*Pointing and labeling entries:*
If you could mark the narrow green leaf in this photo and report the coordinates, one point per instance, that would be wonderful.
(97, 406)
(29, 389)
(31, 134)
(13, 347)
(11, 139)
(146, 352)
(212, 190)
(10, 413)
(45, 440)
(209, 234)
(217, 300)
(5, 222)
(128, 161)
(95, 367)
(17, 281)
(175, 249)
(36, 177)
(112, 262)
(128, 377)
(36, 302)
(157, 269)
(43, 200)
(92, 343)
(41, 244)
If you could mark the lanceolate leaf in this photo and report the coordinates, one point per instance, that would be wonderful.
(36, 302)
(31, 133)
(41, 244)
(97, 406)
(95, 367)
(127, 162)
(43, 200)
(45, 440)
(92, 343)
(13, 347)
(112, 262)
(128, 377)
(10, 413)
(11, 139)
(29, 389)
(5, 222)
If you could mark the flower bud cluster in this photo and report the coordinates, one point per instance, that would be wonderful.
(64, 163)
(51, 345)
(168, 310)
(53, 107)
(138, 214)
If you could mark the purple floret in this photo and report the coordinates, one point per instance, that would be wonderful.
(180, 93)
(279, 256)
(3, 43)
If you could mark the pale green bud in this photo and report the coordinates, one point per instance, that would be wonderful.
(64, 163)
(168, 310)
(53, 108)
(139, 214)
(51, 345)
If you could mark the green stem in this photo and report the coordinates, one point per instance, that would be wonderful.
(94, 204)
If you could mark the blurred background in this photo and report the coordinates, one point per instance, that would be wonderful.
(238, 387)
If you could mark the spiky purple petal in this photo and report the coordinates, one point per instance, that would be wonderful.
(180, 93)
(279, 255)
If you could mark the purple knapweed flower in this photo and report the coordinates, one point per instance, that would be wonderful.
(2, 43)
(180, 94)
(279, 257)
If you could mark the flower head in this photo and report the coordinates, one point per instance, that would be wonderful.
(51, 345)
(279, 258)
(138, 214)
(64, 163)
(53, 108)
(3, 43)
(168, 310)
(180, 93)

*DIRECTION:*
Using the data above, print every record exactly as shown.

*EXPECTED OUTPUT:*
If you could mark the narrow green leaf in this photo and report the coordinates, one point per instance, that would be wonderful.
(97, 406)
(29, 389)
(31, 134)
(13, 347)
(11, 139)
(146, 352)
(212, 190)
(10, 413)
(45, 440)
(209, 234)
(217, 300)
(5, 222)
(128, 161)
(95, 367)
(17, 281)
(175, 249)
(36, 177)
(112, 262)
(128, 377)
(36, 302)
(157, 269)
(43, 200)
(92, 343)
(41, 244)
If you could mark the lanceolate leaf in this photo and report the coordinates, one point per instance, that would be wonderful.
(36, 302)
(31, 133)
(41, 244)
(97, 406)
(95, 367)
(127, 162)
(43, 200)
(45, 440)
(92, 343)
(13, 347)
(112, 262)
(128, 377)
(10, 413)
(11, 139)
(29, 389)
(5, 222)
If you could mark the flower bud cluster in this photo and report the coordinates, one point per instance, that would be wonderful.
(64, 163)
(51, 345)
(168, 310)
(53, 107)
(138, 214)
If you could mark the purple floret in this photo and report the coordinates, one point per instance, that would be wonderful.
(180, 93)
(279, 256)
(3, 43)
If you could mark the pale green bud in this photo and report the coordinates, one point per instance, that would be wonderful.
(64, 163)
(168, 310)
(53, 108)
(139, 214)
(51, 345)
If you could mark the green stem in this photo and report the coordinates, one point per instance, that would be wonderful.
(94, 204)
If you could mark the blurred background in this photo and report the coordinates, one point per instance, that would be wonderful.
(238, 387)
If you could mark the spiky purple petal in this photo and report the coordinates, one point per instance, that would be wonderful.
(180, 93)
(279, 255)
If you could mark the purple knapweed flower in this photo and report the coordinates, one point per instance, that would be wonderful.
(2, 43)
(180, 94)
(279, 257)
If you could mark the flower head in this photo and report the coordinates, one point per instance, that would be wonderful.
(51, 345)
(279, 258)
(138, 214)
(64, 163)
(53, 108)
(3, 43)
(168, 310)
(180, 93)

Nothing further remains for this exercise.